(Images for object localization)
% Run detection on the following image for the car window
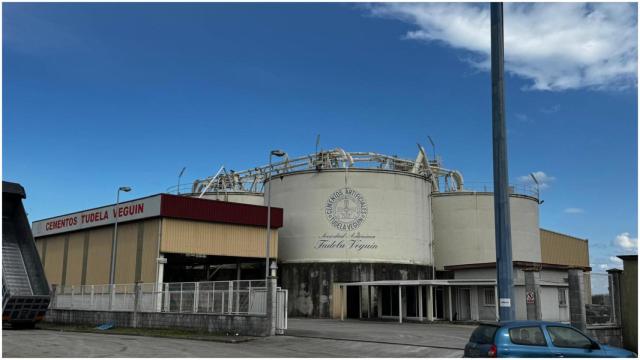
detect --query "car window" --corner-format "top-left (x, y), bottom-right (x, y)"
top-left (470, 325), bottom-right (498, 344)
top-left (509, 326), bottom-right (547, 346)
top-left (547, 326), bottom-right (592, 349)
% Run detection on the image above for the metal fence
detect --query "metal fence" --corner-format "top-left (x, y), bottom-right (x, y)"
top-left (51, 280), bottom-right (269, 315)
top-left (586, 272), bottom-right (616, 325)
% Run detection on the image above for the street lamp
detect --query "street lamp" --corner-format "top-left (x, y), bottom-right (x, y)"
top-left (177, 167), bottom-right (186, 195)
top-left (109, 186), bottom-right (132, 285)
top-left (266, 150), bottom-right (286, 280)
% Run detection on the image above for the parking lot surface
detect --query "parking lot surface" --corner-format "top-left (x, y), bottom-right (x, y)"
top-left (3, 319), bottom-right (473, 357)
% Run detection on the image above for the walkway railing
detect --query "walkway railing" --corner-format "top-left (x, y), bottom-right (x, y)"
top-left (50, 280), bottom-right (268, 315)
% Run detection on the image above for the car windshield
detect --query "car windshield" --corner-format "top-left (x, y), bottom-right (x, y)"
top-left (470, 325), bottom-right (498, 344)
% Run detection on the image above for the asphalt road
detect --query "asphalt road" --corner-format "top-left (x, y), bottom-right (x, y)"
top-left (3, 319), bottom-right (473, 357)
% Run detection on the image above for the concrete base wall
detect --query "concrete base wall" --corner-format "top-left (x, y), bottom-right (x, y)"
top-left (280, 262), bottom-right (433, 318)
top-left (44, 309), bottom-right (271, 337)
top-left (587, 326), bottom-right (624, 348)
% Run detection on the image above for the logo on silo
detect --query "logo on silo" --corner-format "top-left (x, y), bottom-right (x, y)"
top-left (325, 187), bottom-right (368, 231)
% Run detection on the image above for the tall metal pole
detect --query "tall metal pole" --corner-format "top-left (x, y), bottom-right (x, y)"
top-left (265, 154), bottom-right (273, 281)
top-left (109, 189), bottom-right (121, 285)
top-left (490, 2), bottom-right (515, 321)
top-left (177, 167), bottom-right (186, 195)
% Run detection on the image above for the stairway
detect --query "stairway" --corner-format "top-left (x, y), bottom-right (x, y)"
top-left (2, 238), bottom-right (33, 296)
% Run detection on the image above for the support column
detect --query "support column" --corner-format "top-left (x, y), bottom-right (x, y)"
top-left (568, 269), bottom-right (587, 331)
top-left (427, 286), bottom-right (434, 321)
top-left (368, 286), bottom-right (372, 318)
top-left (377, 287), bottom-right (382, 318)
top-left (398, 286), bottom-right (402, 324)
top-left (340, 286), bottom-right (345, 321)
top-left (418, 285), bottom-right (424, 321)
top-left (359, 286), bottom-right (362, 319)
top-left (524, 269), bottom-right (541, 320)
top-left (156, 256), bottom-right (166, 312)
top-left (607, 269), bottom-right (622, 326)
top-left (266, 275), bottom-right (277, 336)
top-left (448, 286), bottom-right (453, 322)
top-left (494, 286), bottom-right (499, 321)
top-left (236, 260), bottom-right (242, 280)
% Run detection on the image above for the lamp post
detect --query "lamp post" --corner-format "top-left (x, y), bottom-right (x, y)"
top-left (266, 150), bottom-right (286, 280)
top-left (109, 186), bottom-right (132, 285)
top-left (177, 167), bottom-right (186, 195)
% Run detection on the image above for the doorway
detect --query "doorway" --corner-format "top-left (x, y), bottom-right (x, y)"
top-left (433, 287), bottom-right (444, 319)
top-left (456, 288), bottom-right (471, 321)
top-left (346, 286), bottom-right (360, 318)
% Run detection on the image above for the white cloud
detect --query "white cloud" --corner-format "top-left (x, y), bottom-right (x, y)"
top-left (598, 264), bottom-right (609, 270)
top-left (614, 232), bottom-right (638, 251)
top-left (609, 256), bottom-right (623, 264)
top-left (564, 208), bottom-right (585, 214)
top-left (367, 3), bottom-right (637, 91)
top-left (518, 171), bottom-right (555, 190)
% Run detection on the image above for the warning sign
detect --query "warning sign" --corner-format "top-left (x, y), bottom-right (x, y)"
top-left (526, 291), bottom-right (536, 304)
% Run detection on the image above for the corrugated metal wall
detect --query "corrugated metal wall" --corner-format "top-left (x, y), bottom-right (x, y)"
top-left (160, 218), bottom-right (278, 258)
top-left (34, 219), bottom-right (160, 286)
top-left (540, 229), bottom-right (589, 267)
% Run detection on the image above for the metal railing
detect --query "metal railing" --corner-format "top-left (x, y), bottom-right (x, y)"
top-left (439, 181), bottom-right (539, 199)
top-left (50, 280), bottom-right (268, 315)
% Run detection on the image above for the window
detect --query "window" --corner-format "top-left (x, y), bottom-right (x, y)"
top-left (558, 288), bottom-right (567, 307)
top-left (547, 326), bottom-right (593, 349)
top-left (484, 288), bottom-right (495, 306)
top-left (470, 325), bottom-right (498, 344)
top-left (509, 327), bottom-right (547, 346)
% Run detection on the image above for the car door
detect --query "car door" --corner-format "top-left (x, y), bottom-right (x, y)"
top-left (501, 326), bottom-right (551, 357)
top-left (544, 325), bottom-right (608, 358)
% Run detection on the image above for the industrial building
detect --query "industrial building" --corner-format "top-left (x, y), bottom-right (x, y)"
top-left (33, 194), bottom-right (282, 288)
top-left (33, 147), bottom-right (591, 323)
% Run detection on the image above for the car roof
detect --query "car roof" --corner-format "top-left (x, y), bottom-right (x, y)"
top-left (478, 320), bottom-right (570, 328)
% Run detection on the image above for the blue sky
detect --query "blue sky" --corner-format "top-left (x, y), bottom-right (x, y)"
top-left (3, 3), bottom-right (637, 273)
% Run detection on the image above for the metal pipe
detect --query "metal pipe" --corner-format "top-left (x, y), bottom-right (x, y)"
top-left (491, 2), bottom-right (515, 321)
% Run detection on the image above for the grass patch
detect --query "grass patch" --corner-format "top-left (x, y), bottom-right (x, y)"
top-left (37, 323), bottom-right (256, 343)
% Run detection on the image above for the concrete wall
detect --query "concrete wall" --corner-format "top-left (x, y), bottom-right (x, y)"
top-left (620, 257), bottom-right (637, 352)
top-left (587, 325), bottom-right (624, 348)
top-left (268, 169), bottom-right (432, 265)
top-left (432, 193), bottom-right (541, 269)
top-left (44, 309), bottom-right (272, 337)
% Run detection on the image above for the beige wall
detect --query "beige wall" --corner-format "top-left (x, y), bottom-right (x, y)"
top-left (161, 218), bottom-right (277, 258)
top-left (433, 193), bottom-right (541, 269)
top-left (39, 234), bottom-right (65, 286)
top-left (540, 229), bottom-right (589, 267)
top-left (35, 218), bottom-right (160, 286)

Work instructions>
Only one stretch of the records above is wanted: the lines between the one holding "the walkway railing" and the one holding "the logo on silo", inclusive, reproduced exactly.

Completed exercise>
% Run detection on the image above for the walkway railing
detect --query "walkway railing" --corner-format "top-left (x, y), bottom-right (x, y)"
top-left (50, 280), bottom-right (268, 315)
% Run detection on the image above for the car windshield
detect --query "car windshield" --corner-format "top-left (x, y), bottom-right (x, y)"
top-left (470, 325), bottom-right (498, 344)
% Run detection on the image above for the asphalt road
detect --query "asphalt road" --corner-format "top-left (x, y), bottom-right (x, y)"
top-left (3, 319), bottom-right (473, 357)
% Run detection on the image above for the concrete base wall
detect --query "concrete base wall" --corner-format "top-left (x, y), bottom-right (x, y)"
top-left (280, 262), bottom-right (433, 318)
top-left (44, 309), bottom-right (271, 337)
top-left (587, 326), bottom-right (624, 348)
% Run detection on the image above for the logo on silo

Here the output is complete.